* WHAT YOU HAVE TO DO:
Every line from the one with "locate paved ground -- one point per instance" through the final line of the entries below should be returned exactly; leave out all other lines.

Natural language region descriptions:
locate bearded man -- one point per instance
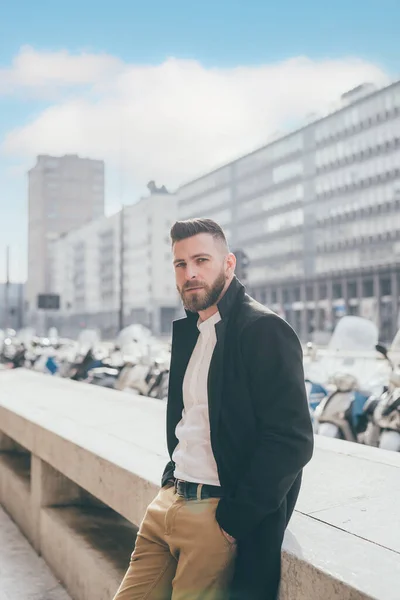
(239, 434)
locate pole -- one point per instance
(7, 289)
(121, 270)
(121, 232)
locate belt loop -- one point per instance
(199, 488)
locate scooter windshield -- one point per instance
(354, 334)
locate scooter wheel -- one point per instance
(390, 440)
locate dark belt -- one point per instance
(195, 491)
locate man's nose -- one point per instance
(190, 272)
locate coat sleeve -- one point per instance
(168, 473)
(273, 358)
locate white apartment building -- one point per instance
(63, 193)
(317, 212)
(86, 270)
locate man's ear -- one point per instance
(231, 262)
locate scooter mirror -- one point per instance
(382, 350)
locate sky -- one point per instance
(168, 90)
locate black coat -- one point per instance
(261, 432)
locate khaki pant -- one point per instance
(180, 553)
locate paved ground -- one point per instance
(23, 575)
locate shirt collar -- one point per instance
(209, 323)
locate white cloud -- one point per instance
(39, 73)
(171, 121)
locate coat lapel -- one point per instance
(185, 334)
(215, 378)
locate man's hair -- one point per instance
(182, 230)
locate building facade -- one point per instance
(11, 305)
(89, 261)
(63, 193)
(317, 213)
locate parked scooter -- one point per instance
(383, 413)
(340, 415)
(315, 394)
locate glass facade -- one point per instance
(314, 207)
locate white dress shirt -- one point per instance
(193, 456)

* TASK ANSWER:
locate paved ground -- one point per instance
(23, 575)
locate shirt collar -- one point per instance
(209, 323)
locate white cloud -- one point per instance
(39, 73)
(171, 121)
locate coat lapel -- one point per instance
(185, 334)
(215, 378)
locate man's hair -- one point per instance
(182, 230)
locate building facade -- one point per instance
(11, 305)
(89, 261)
(63, 193)
(317, 213)
locate parked scooter -- one point per instance
(383, 413)
(340, 415)
(315, 394)
locate glass facade -- one point per instance
(314, 207)
locate white dress shirt -- one point per instance
(193, 456)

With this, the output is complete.